- _Work instructions_
Identical copies of all the records below are needed.

====================

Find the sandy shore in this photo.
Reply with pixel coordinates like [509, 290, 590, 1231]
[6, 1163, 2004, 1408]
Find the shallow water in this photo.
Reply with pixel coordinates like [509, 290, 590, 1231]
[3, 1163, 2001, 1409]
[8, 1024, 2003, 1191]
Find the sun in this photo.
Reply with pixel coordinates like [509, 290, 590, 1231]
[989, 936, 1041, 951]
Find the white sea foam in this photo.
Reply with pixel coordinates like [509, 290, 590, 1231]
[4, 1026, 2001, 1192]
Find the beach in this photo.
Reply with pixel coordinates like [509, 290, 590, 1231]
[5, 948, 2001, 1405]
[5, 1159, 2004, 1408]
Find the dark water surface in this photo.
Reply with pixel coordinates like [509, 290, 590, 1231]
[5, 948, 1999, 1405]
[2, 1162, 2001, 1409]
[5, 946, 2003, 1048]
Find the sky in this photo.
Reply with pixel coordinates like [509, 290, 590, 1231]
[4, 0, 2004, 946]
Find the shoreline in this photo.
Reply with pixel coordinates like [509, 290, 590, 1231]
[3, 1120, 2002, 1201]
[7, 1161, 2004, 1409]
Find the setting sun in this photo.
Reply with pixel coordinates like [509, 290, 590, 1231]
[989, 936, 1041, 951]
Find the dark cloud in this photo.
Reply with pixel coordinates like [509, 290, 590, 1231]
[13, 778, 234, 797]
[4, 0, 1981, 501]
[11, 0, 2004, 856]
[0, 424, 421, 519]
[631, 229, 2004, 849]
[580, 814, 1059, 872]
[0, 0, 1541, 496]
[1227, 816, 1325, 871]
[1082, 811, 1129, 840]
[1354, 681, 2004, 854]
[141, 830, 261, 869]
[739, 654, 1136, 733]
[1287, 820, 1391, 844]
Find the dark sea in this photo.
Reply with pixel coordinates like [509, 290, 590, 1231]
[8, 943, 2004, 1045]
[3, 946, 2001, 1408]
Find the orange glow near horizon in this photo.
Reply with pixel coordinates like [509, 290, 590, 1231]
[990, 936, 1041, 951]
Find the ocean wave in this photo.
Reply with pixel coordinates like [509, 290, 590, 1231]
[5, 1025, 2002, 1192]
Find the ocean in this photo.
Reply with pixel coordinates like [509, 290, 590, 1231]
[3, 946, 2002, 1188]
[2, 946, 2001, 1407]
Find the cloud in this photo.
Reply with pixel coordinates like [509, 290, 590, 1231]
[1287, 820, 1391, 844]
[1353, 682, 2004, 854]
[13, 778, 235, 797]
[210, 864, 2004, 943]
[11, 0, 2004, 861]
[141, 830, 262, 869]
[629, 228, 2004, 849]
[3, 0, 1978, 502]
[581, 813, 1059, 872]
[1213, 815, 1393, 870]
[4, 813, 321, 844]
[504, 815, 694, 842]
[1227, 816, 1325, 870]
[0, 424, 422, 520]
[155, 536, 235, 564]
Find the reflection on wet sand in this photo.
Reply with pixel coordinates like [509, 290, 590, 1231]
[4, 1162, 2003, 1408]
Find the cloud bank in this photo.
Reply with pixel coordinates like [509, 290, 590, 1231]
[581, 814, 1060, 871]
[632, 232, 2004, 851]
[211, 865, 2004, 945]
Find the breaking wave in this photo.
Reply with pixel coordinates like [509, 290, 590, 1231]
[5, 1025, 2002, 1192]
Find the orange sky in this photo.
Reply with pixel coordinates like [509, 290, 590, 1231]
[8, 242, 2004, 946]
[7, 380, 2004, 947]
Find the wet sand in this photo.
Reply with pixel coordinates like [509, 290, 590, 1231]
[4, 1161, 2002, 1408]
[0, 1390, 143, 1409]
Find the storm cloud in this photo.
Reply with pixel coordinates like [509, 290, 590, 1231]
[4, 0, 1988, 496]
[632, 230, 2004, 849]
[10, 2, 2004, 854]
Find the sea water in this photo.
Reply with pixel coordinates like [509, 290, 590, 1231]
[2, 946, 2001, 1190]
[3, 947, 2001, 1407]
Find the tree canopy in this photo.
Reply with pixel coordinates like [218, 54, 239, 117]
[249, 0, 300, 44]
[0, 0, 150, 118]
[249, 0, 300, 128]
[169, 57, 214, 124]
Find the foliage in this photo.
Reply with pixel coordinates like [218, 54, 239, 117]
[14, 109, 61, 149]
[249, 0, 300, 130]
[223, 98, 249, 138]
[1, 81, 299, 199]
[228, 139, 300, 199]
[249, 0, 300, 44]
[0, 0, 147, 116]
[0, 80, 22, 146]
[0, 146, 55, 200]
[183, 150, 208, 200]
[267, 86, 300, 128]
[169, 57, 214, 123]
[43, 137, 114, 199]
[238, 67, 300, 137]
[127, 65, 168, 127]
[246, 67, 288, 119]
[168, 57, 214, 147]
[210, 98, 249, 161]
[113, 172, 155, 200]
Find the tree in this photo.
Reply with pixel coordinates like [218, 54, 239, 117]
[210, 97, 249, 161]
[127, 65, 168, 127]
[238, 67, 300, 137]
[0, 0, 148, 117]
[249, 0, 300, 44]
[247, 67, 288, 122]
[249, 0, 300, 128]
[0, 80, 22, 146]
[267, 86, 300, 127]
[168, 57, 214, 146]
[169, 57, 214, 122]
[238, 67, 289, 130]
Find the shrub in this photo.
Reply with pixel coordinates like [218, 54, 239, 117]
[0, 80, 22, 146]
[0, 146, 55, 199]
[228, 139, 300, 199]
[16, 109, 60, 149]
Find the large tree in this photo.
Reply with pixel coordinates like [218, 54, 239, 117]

====================

- _Problem solution_
Find the sandy shore in this photo.
Reply with pixel coordinates like [509, 290, 590, 1231]
[6, 1163, 2004, 1408]
Find the shallow water in this photo.
Reply with pixel coordinates like [509, 290, 590, 1231]
[3, 1163, 2001, 1409]
[8, 1024, 2003, 1191]
Find the sun in this photo.
Reply with pixel coordinates like [509, 290, 590, 1231]
[989, 936, 1041, 951]
Find the white sea foam in this photo.
Reply with pixel coordinates like [509, 290, 590, 1231]
[4, 1026, 2001, 1192]
Find the beach in this photo.
Reply with pixel coordinates like [509, 290, 590, 1231]
[5, 948, 2001, 1405]
[5, 1159, 2004, 1408]
Find the dark water surface in this photo.
Reply with pixel coordinates like [509, 290, 590, 1231]
[5, 948, 1999, 1405]
[2, 1162, 2001, 1409]
[5, 946, 2003, 1048]
Find the sky in this photo.
Reply with pixel coordinates like [509, 290, 590, 1231]
[4, 0, 2004, 946]
Find the shoreline in this photo.
Reply with pixel coordinates like [509, 290, 590, 1231]
[3, 1120, 2002, 1201]
[7, 1161, 2004, 1409]
Find the setting sun in this photo.
Reply with pixel coordinates like [509, 290, 590, 1231]
[989, 936, 1041, 951]
Find the dark cloud in this photo.
Reply with pixel coordinates like [509, 290, 590, 1231]
[13, 778, 234, 797]
[4, 0, 1981, 501]
[11, 0, 2004, 856]
[0, 424, 421, 519]
[631, 229, 2004, 849]
[580, 814, 1059, 872]
[0, 0, 1541, 496]
[1227, 816, 1325, 871]
[1082, 811, 1129, 840]
[1354, 681, 2004, 854]
[141, 830, 261, 869]
[739, 654, 1136, 733]
[1287, 820, 1391, 844]
Find the dark sea in this photo.
Reply with pixel coordinates like [509, 290, 590, 1231]
[8, 943, 2004, 1045]
[3, 946, 2001, 1408]
Find the orange glow near horizon in this photo.
Reply with pixel coordinates like [509, 290, 590, 1231]
[990, 936, 1041, 951]
Find the ocean wave in this photo.
Reply with pixel coordinates like [509, 290, 590, 1231]
[5, 1025, 2002, 1192]
Find the ocean in this photo.
Reply with pixel coordinates like [509, 290, 590, 1231]
[3, 946, 2002, 1188]
[2, 946, 2001, 1407]
Find the cloud in this photo.
Reply with pixel coordinates like [509, 290, 590, 1231]
[1287, 820, 1391, 844]
[1353, 682, 2004, 854]
[13, 778, 235, 797]
[210, 864, 2004, 943]
[11, 0, 2004, 861]
[141, 830, 262, 869]
[629, 228, 2004, 849]
[3, 0, 1978, 502]
[581, 813, 1059, 872]
[1213, 815, 1393, 870]
[4, 813, 321, 844]
[504, 815, 694, 842]
[1227, 816, 1325, 870]
[0, 424, 422, 520]
[155, 536, 235, 564]
Find the reflection on wet sand in this photo.
Reply with pixel coordinates like [509, 290, 590, 1231]
[4, 1162, 2003, 1408]
Find the cloud bank in this photo.
Reply with pixel coordinates like [509, 290, 590, 1231]
[581, 814, 1060, 871]
[632, 232, 2004, 851]
[211, 865, 2004, 945]
Find the breaking wave in this photo.
Reply with pixel coordinates like [509, 290, 590, 1231]
[5, 1025, 2002, 1192]
Find the orange sky in this photo.
Reply with pixel coordinates like [509, 290, 590, 1231]
[8, 242, 2004, 946]
[7, 380, 2004, 947]
Find the wet sand in this photo.
Reply with pixel coordinates like [509, 290, 590, 1231]
[4, 1161, 2002, 1408]
[0, 1390, 143, 1409]
Find the storm cloud in this photo.
Reply with pixel coordinates like [509, 290, 590, 1231]
[4, 0, 1988, 496]
[632, 230, 2004, 849]
[10, 2, 2004, 854]
Find the sea water in this photo.
Reply with pixel coordinates like [509, 290, 590, 1231]
[2, 946, 2001, 1190]
[3, 947, 2001, 1407]
Find the tree canopy in this photo.
Reply with pixel coordinates like [218, 54, 239, 117]
[249, 0, 300, 44]
[0, 0, 150, 118]
[249, 0, 300, 128]
[169, 57, 214, 124]
Find the foliage in this photo.
Reply with pixel coordinates like [218, 54, 239, 117]
[14, 109, 61, 149]
[249, 0, 300, 130]
[223, 98, 249, 138]
[1, 81, 299, 199]
[228, 139, 300, 199]
[249, 0, 300, 44]
[0, 0, 147, 116]
[0, 80, 22, 146]
[0, 146, 55, 200]
[183, 150, 208, 200]
[267, 86, 300, 128]
[169, 57, 214, 123]
[43, 137, 114, 199]
[238, 67, 300, 137]
[127, 65, 168, 127]
[246, 67, 288, 119]
[168, 57, 214, 147]
[210, 98, 249, 161]
[113, 172, 155, 200]
Find the tree in this photo.
Reply with pixel coordinates like [218, 54, 239, 117]
[210, 97, 249, 161]
[127, 65, 168, 127]
[238, 67, 300, 137]
[0, 0, 148, 117]
[249, 0, 300, 44]
[247, 67, 288, 122]
[249, 0, 300, 128]
[0, 80, 22, 146]
[267, 86, 300, 127]
[168, 57, 214, 146]
[169, 57, 214, 122]
[238, 67, 289, 130]
Find the shrub in this photo.
Reply with pixel coordinates like [218, 54, 239, 117]
[0, 80, 22, 146]
[0, 146, 55, 199]
[228, 139, 300, 199]
[16, 109, 60, 149]
Find the large tree in this photo.
Reply with pixel coordinates like [218, 54, 239, 117]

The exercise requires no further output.